> [Text]
..........

# Rifle Scope debate



## Dirtbag08 (Apr 30, 2013)

So I am having a debate with myself and the great reviews that both these scopes are receiving.

Leupold VX-1 3-9x50 vs Vortex Diamondback 4-12x40

What do you all think?


----------



## Hoopermat (Dec 17, 2010)

I have the vortex diamondback HP on my sons gun. It's a 4-12 x 42. I picked it up for $199. I was totally impress by it I went and got another for my 300.


----------



## Packout (Nov 20, 2007)

There is a huge difference in the light gathering of the 50mm bell on the Leupold. If your rings can accommodate that size scope then I would take Leupold every time. If you can't go to a 50mm then still buy a Leupold...


----------



## Critter (Mar 20, 2010)

No debate, Leupold


----------



## RandomElk16 (Sep 17, 2013)

The diamondback also has a 3.5-10x50 if you want to pull the extra light. 

I love ever vortex I have ever owned. Haven't been as impressed with some vx2 and vx1 stuff, but thinks could have changed the last couple years. Quality, but very simple. Idk. Hard to explain. Go feel both and neither should hurt your feelings if bought.


----------



## Dirtbag08 (Apr 30, 2013)

Thanks for the input. I'm leaning towards the Leupold right now, especially with the deal that is going on right now with it. I just need to find the right base and scope mounts for my gun though.


----------



## RandomElk16 (Sep 17, 2013)

Dirtbag08 said:


> Thanks for the input. I'm leaning towards the Leupold right now, especially with the deal that is going on right now with it. I just need to find the right base and scope mounts for my gun though.


What gun? Leupold makes some great wind adjustable bases and their basic rings work excellent. Cheap too


----------



## DallanC (Jan 13, 2009)

Leupold in 4x12 

Seriously though, I love 4x12 power scopes, seems perfect to my eyes.


-DallanC


----------



## DallanC (Jan 13, 2009)

Packout said:


> There is a huge difference in the light gathering of the 50mm bell on the Leupold. If your rings can accommodate that size scope then I would take Leupold every time. If you can't go to a 50mm then still buy a Leupold...

..........

> [Records from a point labeling set]
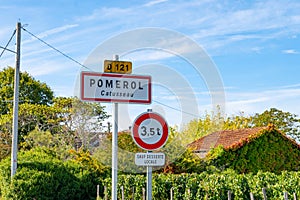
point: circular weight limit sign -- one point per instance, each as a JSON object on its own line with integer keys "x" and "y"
{"x": 150, "y": 131}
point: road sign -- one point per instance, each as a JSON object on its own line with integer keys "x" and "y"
{"x": 150, "y": 131}
{"x": 104, "y": 87}
{"x": 121, "y": 67}
{"x": 150, "y": 159}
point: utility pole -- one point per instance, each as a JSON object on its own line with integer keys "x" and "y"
{"x": 14, "y": 145}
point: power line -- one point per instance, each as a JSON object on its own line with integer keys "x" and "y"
{"x": 70, "y": 58}
{"x": 176, "y": 109}
{"x": 57, "y": 50}
{"x": 5, "y": 48}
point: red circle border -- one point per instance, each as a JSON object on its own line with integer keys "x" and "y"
{"x": 137, "y": 122}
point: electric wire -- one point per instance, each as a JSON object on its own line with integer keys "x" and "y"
{"x": 69, "y": 57}
{"x": 176, "y": 109}
{"x": 5, "y": 48}
{"x": 57, "y": 50}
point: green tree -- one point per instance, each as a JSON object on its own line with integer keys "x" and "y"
{"x": 41, "y": 175}
{"x": 286, "y": 122}
{"x": 30, "y": 90}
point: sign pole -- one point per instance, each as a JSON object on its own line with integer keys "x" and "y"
{"x": 149, "y": 181}
{"x": 14, "y": 145}
{"x": 115, "y": 149}
{"x": 149, "y": 175}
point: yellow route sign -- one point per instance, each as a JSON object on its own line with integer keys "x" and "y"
{"x": 120, "y": 67}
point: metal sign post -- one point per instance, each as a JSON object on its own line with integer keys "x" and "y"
{"x": 150, "y": 131}
{"x": 116, "y": 86}
{"x": 115, "y": 149}
{"x": 149, "y": 181}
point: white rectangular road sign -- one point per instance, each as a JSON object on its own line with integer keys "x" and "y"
{"x": 150, "y": 159}
{"x": 106, "y": 87}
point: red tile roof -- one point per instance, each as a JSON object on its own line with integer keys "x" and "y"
{"x": 225, "y": 138}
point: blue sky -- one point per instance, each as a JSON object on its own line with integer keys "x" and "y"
{"x": 255, "y": 46}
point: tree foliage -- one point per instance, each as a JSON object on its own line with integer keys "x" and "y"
{"x": 30, "y": 90}
{"x": 286, "y": 122}
{"x": 267, "y": 150}
{"x": 41, "y": 175}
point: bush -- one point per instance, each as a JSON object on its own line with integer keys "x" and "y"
{"x": 41, "y": 175}
{"x": 210, "y": 186}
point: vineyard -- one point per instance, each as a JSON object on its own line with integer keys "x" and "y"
{"x": 213, "y": 186}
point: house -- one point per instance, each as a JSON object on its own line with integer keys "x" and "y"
{"x": 250, "y": 150}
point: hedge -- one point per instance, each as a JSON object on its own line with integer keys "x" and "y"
{"x": 209, "y": 186}
{"x": 41, "y": 175}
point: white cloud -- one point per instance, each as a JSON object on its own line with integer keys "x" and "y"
{"x": 151, "y": 3}
{"x": 290, "y": 51}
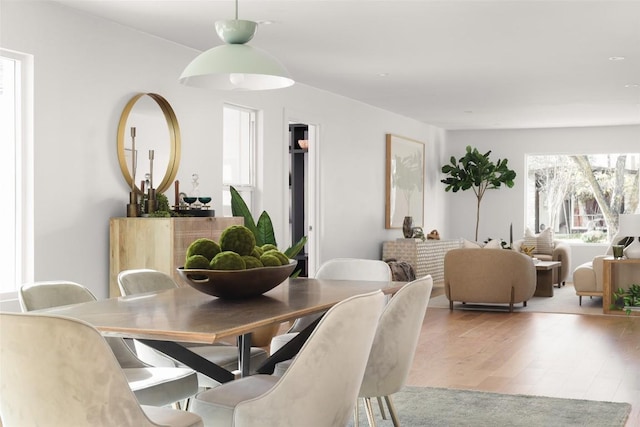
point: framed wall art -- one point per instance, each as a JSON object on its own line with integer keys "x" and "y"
{"x": 405, "y": 181}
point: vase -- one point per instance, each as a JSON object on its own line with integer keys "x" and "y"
{"x": 407, "y": 227}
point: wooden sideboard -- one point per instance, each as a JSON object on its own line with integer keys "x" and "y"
{"x": 157, "y": 243}
{"x": 426, "y": 257}
{"x": 610, "y": 282}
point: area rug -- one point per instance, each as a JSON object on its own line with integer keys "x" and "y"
{"x": 564, "y": 300}
{"x": 426, "y": 406}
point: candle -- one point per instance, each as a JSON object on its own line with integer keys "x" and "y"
{"x": 511, "y": 234}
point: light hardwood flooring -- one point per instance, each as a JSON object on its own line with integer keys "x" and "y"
{"x": 559, "y": 355}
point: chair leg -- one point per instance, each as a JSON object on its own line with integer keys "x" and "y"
{"x": 369, "y": 409}
{"x": 381, "y": 405}
{"x": 392, "y": 411}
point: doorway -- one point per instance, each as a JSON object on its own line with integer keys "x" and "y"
{"x": 303, "y": 147}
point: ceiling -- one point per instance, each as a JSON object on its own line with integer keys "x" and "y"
{"x": 453, "y": 64}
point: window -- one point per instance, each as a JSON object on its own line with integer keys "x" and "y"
{"x": 16, "y": 174}
{"x": 238, "y": 155}
{"x": 580, "y": 196}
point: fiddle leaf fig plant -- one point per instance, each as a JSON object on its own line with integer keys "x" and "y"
{"x": 477, "y": 172}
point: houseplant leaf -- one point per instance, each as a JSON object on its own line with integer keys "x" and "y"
{"x": 264, "y": 230}
{"x": 240, "y": 208}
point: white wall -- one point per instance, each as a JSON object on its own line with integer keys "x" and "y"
{"x": 86, "y": 69}
{"x": 501, "y": 207}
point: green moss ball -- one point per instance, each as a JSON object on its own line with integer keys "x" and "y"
{"x": 227, "y": 260}
{"x": 268, "y": 247}
{"x": 257, "y": 252}
{"x": 282, "y": 257}
{"x": 270, "y": 260}
{"x": 237, "y": 238}
{"x": 197, "y": 261}
{"x": 252, "y": 262}
{"x": 205, "y": 247}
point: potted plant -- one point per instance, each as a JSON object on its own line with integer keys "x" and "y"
{"x": 627, "y": 299}
{"x": 474, "y": 170}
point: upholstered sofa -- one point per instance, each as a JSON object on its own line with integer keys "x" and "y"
{"x": 559, "y": 251}
{"x": 488, "y": 276}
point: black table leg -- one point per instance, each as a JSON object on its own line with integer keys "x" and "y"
{"x": 288, "y": 350}
{"x": 191, "y": 359}
{"x": 244, "y": 354}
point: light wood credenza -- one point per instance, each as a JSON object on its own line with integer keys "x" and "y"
{"x": 157, "y": 243}
{"x": 610, "y": 282}
{"x": 426, "y": 257}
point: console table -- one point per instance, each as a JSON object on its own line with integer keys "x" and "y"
{"x": 610, "y": 284}
{"x": 158, "y": 243}
{"x": 426, "y": 257}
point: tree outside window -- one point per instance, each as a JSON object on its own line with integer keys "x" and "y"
{"x": 580, "y": 196}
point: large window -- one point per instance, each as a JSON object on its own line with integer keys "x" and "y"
{"x": 16, "y": 173}
{"x": 238, "y": 155}
{"x": 580, "y": 196}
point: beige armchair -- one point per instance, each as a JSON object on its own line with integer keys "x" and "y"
{"x": 561, "y": 252}
{"x": 588, "y": 277}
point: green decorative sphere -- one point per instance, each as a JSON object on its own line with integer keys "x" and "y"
{"x": 227, "y": 260}
{"x": 205, "y": 247}
{"x": 257, "y": 252}
{"x": 270, "y": 260}
{"x": 237, "y": 238}
{"x": 268, "y": 247}
{"x": 252, "y": 262}
{"x": 197, "y": 261}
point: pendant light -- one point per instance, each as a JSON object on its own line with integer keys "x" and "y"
{"x": 235, "y": 65}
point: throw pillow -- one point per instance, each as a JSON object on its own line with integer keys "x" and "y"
{"x": 493, "y": 244}
{"x": 543, "y": 242}
{"x": 469, "y": 244}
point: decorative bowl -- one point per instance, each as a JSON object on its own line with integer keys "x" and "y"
{"x": 237, "y": 284}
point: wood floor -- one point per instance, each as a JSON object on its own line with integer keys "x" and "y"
{"x": 558, "y": 355}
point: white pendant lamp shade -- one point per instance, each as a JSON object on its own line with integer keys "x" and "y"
{"x": 235, "y": 65}
{"x": 629, "y": 226}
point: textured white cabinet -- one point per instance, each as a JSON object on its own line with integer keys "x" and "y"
{"x": 425, "y": 257}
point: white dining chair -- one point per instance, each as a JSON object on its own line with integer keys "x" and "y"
{"x": 137, "y": 281}
{"x": 334, "y": 269}
{"x": 320, "y": 387}
{"x": 394, "y": 346}
{"x": 58, "y": 371}
{"x": 157, "y": 386}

..........

> [Task description]
Write out the rifle scope thread starting with "Leupold VX-1 3-9x50" and going on through "for my 300.", switching "$199" to "$179".

> [Solution for this exercise]
Leupold VX-1 3-9x50 vs Vortex Diamondback 4-12x40

What do you all think?


----------



## Hoopermat (Dec 17, 2010)

I have the vortex diamondback HP on my sons gun. It's a 4-12 x 42. I picked it up for $179. I was totally impress by it I went and got another for my 300.